Dass es nicht ein einzelnes, sondern fünf einzelne Gebäude gibt, stört das Paar nicht. Im South Cottage richten sie ihr Schlafzimmer ein, mit Bad und einem Wohnzimmer für Harold. Im abseits gelegenen Priest’s House erhalten die beiden Jungen Nigel und Ben ihr Zimmer. Dort wird auch die Küche untergebracht. Es gibt eine lange Bibliothek, das Haupthaus – und den roten Sandstein-Turm. Schon als Kind hatte Vita davon geträumt, in einem Turm zu sitzen und zu schreiben. Hier richtet sie ihr Allerheiligstes ein, ihr Arbeits- und Bibliothekszimmer, das angeblich außer ihr niemand betreten durfte. 

Schloss und Garten gehören heute dem National Trust und können besichtigt werden. Foto: Screenshot

Voller Tatkraft beginnt das Paar mit den Garten-Planungen – unterstützt von etlichen Arbeitskräften. Während Harold Sichtachsen entwirft und für geordnete Verhältnisse ist, schwärmt die Romantikerin Vita für „… ein Gewirr von Rosen und Geißblatt, Feigen und Weinreben“. Sie liebt es, wenn die Pflanzen über die Wege wuchern und ist sich nicht zu schade, Wildblumen am Wegesrand aus- und im Garten wieder einzupflanzen. Wer nach Sissinghurst kommt, um den Fortgang der Arbeiten zu begutachten, wird eine großgewachsene Gestalt in Kniebundhosen aus Kammgarn antreffen, kombiniert mit einer Bluse und einer groben Jacke. Die Stiefel haben einen Segeltuchschaft, „in dem nach ihrem eigenen Entwurf oben ein Täschchen für eine Gartenschere eingenäht war“, beschreibt die Autorin Julia Bachstein die Erscheinung, die von einer Perlenkette und langen Ohrringen abgerundet wird.

■ **AUFGABE 1**
Zitieren Sie aus dem Textauszug die Passage von „Dass es nicht“ bis einschließlich „niemand betreten durfte.“.
■ **AUFGABE 2**
Erläutern Sie in ein bis drei Sätzen, weshalb Vita laut Textauszug ihr Arbeits- und Bibliothekszimmer im Turm einrichtet.

■ **BEREITGESTELLTES MATERIAL**

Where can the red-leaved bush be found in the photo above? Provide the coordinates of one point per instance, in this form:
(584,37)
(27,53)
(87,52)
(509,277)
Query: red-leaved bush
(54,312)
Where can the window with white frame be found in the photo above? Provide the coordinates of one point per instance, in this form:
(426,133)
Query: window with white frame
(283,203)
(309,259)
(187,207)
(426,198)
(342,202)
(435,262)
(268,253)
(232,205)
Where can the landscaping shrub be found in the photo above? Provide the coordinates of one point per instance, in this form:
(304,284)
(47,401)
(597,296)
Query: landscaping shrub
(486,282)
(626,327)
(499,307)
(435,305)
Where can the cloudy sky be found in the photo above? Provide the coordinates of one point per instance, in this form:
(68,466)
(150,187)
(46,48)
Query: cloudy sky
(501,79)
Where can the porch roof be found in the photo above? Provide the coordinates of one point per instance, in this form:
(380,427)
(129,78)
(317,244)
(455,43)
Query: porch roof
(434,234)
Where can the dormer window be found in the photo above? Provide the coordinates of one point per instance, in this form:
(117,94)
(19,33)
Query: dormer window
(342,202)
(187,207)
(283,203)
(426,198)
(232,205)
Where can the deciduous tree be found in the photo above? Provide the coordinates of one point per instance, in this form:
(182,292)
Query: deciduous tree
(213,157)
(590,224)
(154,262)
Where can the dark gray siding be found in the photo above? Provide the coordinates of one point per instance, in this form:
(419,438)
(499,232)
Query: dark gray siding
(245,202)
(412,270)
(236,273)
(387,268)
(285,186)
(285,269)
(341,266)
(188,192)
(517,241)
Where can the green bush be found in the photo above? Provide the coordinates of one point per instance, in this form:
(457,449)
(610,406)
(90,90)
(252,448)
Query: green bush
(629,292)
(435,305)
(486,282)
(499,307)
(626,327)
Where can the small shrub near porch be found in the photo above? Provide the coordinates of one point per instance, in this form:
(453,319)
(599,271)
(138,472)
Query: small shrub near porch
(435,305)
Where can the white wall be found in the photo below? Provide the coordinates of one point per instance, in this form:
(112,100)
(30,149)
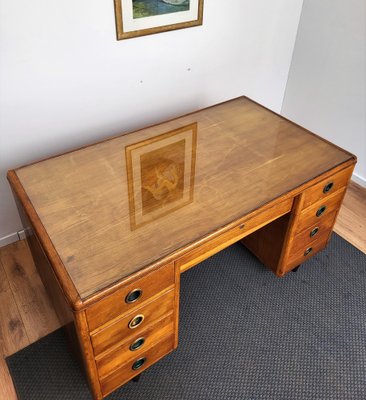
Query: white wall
(66,81)
(326,90)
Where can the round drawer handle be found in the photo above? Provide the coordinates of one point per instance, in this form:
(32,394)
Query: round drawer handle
(308,251)
(321,211)
(328,187)
(136,321)
(138,343)
(133,296)
(138,363)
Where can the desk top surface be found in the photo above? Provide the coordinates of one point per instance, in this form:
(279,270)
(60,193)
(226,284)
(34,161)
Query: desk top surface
(114,207)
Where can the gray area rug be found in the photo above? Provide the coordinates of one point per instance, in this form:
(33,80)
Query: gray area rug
(244,334)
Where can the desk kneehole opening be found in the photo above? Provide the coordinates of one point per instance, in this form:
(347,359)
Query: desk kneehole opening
(138,363)
(136,321)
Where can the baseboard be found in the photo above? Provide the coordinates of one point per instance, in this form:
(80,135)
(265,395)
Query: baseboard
(360,180)
(13,237)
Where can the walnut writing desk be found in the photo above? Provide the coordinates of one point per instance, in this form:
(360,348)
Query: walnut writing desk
(114,224)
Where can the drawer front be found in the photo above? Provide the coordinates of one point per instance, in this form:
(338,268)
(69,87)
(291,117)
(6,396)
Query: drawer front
(140,342)
(141,290)
(215,245)
(327,187)
(319,211)
(301,252)
(323,226)
(126,372)
(122,329)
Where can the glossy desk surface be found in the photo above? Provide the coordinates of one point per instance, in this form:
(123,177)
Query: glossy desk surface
(114,207)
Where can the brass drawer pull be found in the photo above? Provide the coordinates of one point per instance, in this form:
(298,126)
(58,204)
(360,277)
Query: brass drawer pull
(138,343)
(133,296)
(328,187)
(321,211)
(308,251)
(138,363)
(136,321)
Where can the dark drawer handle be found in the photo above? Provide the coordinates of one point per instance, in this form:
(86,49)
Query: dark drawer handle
(138,363)
(321,211)
(308,251)
(328,187)
(133,296)
(138,343)
(136,321)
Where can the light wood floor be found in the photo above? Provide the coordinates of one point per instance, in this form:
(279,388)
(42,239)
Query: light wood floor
(25,311)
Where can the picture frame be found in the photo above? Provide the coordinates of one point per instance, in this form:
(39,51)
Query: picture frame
(160,174)
(144,17)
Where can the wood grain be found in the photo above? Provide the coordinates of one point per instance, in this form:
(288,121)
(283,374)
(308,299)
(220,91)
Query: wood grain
(152,285)
(351,221)
(13,336)
(119,331)
(125,372)
(246,155)
(122,354)
(28,289)
(7,390)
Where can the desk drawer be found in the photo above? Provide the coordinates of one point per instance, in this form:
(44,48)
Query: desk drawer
(141,341)
(301,252)
(116,304)
(313,232)
(121,330)
(327,187)
(319,211)
(126,372)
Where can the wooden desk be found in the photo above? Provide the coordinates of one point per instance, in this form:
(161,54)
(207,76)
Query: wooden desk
(114,224)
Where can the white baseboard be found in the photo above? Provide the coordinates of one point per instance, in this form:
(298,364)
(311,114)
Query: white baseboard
(360,180)
(13,237)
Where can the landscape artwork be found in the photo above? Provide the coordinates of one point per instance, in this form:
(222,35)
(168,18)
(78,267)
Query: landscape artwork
(148,8)
(145,17)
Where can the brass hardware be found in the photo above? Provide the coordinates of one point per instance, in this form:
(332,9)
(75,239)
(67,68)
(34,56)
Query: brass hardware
(308,251)
(138,363)
(133,296)
(138,343)
(328,187)
(136,321)
(321,211)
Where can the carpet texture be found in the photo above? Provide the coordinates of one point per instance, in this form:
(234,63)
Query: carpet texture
(244,334)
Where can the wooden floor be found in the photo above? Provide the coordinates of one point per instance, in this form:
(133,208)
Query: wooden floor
(25,311)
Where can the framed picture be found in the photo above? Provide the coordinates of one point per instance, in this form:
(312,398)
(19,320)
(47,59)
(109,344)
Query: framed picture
(144,17)
(160,174)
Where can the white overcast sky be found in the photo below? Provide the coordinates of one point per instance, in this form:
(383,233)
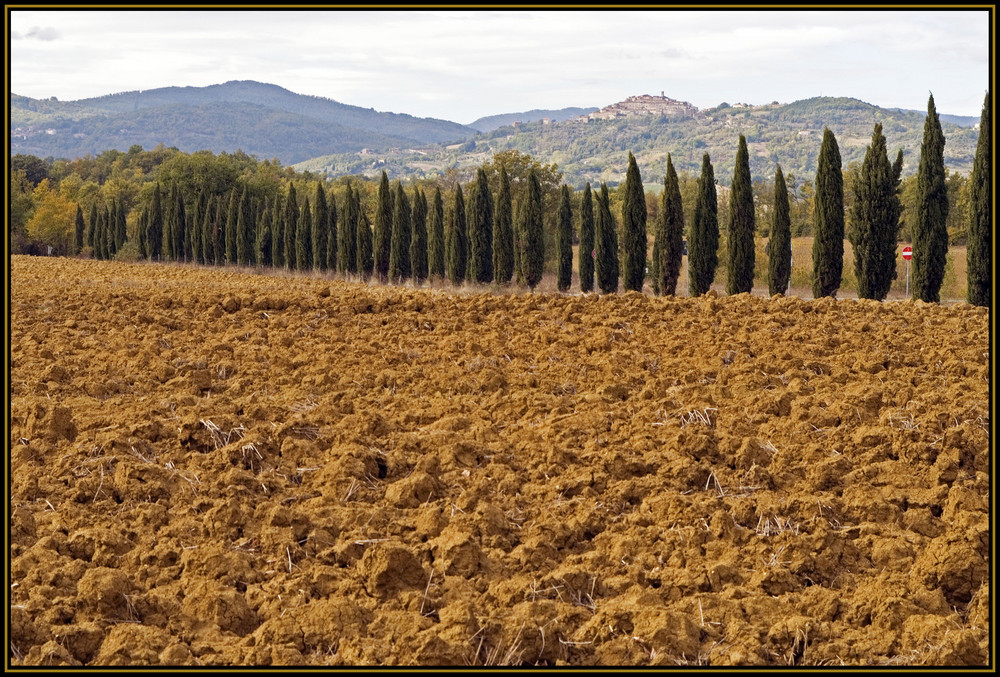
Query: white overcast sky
(460,65)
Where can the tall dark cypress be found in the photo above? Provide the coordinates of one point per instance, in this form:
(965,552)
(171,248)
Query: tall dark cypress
(980,213)
(194,230)
(348,234)
(456,240)
(399,249)
(532,237)
(278,234)
(303,239)
(121,227)
(382,235)
(291,228)
(91,227)
(481,232)
(154,230)
(435,236)
(179,230)
(703,241)
(669,233)
(262,243)
(321,228)
(366,259)
(930,232)
(586,253)
(80,227)
(741,225)
(195,221)
(503,232)
(103,229)
(564,241)
(875,221)
(828,220)
(633,229)
(332,236)
(779,246)
(418,238)
(207,228)
(219,230)
(244,231)
(232,231)
(140,232)
(605,244)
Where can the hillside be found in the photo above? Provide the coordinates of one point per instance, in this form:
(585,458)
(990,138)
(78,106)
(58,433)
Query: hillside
(266,120)
(597,150)
(492,122)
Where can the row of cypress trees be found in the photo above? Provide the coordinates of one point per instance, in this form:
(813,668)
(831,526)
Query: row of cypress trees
(482,241)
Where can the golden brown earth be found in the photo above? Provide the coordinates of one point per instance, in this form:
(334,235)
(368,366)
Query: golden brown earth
(222,468)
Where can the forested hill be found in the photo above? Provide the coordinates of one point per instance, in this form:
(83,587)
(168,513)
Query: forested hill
(491,122)
(597,150)
(260,119)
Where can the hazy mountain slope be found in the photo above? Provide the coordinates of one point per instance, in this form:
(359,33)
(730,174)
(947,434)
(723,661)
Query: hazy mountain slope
(491,122)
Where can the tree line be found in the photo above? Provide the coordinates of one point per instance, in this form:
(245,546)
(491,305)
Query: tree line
(498,229)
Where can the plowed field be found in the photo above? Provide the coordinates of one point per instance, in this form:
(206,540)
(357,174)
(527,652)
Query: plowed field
(218,468)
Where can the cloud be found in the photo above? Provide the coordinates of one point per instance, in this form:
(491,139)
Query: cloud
(46,34)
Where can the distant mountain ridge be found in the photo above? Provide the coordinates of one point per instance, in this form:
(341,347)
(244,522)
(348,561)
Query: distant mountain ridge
(491,122)
(266,120)
(588,144)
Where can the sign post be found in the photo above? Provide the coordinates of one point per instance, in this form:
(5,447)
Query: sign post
(907,254)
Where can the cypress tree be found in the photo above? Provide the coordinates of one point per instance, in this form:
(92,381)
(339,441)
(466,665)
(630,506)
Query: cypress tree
(366,261)
(633,229)
(605,244)
(532,240)
(179,226)
(828,220)
(92,227)
(102,234)
(121,228)
(140,232)
(703,241)
(481,231)
(303,241)
(291,228)
(278,234)
(456,240)
(741,225)
(564,241)
(399,249)
(154,230)
(231,230)
(348,235)
(262,244)
(244,231)
(930,232)
(980,213)
(80,228)
(321,228)
(418,238)
(669,240)
(779,263)
(586,251)
(875,221)
(219,231)
(435,237)
(194,233)
(169,216)
(207,228)
(382,236)
(503,232)
(332,236)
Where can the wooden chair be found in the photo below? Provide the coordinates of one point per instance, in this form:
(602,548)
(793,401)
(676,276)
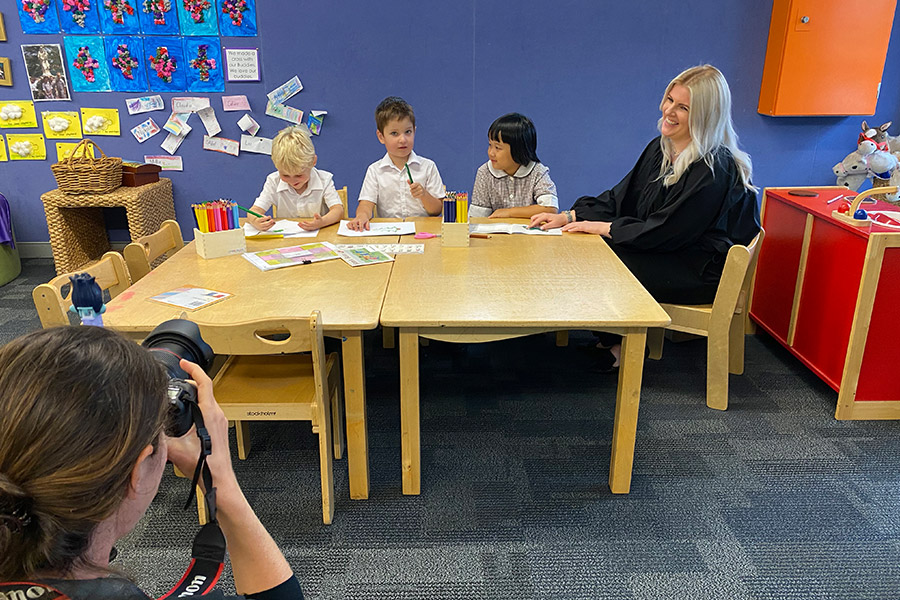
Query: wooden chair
(143,252)
(721,322)
(52,299)
(265,379)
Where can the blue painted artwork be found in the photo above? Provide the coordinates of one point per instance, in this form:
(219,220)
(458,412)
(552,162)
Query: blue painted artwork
(38,16)
(124,56)
(80,17)
(204,60)
(158,17)
(166,68)
(237,17)
(119,16)
(197,17)
(86,59)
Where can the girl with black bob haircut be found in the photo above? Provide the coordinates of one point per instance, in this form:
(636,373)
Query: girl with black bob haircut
(513,182)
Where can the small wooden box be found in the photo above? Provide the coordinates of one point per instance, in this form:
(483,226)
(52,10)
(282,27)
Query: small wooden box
(455,235)
(220,243)
(138,174)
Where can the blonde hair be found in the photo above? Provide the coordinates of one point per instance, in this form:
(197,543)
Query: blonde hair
(710,122)
(292,150)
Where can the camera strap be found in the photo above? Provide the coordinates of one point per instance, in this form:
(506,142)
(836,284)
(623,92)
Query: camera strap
(208,550)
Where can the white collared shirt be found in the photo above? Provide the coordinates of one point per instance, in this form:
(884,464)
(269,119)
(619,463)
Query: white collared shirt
(318,197)
(388,187)
(494,189)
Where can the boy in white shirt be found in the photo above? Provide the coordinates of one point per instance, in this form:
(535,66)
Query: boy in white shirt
(297,188)
(402,184)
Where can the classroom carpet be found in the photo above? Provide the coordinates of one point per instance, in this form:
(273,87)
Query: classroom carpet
(772,499)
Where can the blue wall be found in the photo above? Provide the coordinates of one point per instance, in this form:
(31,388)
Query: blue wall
(590,74)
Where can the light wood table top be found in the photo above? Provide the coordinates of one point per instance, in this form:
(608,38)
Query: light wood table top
(509,286)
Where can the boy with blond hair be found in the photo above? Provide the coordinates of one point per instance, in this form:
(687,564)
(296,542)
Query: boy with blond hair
(402,184)
(297,188)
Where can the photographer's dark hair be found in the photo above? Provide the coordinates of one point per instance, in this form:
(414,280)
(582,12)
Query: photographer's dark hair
(517,131)
(77,407)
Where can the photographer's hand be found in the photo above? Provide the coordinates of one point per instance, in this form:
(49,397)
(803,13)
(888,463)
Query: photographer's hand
(256,562)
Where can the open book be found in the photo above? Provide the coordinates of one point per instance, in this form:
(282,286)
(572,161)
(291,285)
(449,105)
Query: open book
(510,228)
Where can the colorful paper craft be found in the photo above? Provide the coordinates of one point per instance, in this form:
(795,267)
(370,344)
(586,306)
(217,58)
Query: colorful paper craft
(61,125)
(86,60)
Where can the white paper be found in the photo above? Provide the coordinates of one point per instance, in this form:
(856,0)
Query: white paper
(168,163)
(403,228)
(208,117)
(223,145)
(286,113)
(145,131)
(189,104)
(171,143)
(250,143)
(285,90)
(235,103)
(281,227)
(511,228)
(248,124)
(144,104)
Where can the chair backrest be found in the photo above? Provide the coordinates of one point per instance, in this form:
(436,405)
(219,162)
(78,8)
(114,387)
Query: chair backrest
(342,194)
(142,252)
(52,304)
(734,287)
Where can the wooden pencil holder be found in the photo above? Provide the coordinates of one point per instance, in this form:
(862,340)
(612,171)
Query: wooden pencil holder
(455,235)
(220,243)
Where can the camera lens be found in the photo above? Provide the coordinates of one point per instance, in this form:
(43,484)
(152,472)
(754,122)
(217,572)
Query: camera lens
(177,339)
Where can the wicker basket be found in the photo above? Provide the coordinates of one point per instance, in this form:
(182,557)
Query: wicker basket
(88,175)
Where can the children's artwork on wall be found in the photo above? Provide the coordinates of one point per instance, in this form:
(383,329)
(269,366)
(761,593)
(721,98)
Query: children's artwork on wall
(237,17)
(197,17)
(61,125)
(124,54)
(26,146)
(38,16)
(88,67)
(204,60)
(158,17)
(101,121)
(18,114)
(166,67)
(79,16)
(119,16)
(46,74)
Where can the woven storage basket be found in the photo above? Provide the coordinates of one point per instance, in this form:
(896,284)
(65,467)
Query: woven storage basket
(88,175)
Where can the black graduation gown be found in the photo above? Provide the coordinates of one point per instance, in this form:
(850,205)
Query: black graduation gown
(675,239)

■ **LÖSUNG 1**
Dass es nicht ein einzelnes, sondern fünf einzelne Gebäude gibt, stört das Paar nicht. Im South Cottage richten sie ihr Schlafzimmer ein, mit Bad und einem Wohnzimmer für Harold. Im abseits gelegenen Priest’s House erhalten die beiden Jungen Nigel und Ben ihr Zimmer. Dort wird auch die Küche untergebracht. Es gibt eine lange Bibliothek, das Haupthaus – und den roten Sandstein-Turm. Schon als Kind hatte Vita davon geträumt, in einem Turm zu sitzen und zu schreiben. Hier richtet sie ihr Allerheiligstes ein, ihr Arbeits- und Bibliothekszimmer, das angeblich außer ihr niemand betreten durfte.

■ **LÖSUNG 2**
Vita hatte schon als Kind davon geträumt, in einem Turm zu sitzen und zu schreiben. Im roten Sandstein-Turm richtet sie deshalb ihr Arbeits- und Bibliothekszimmer ein.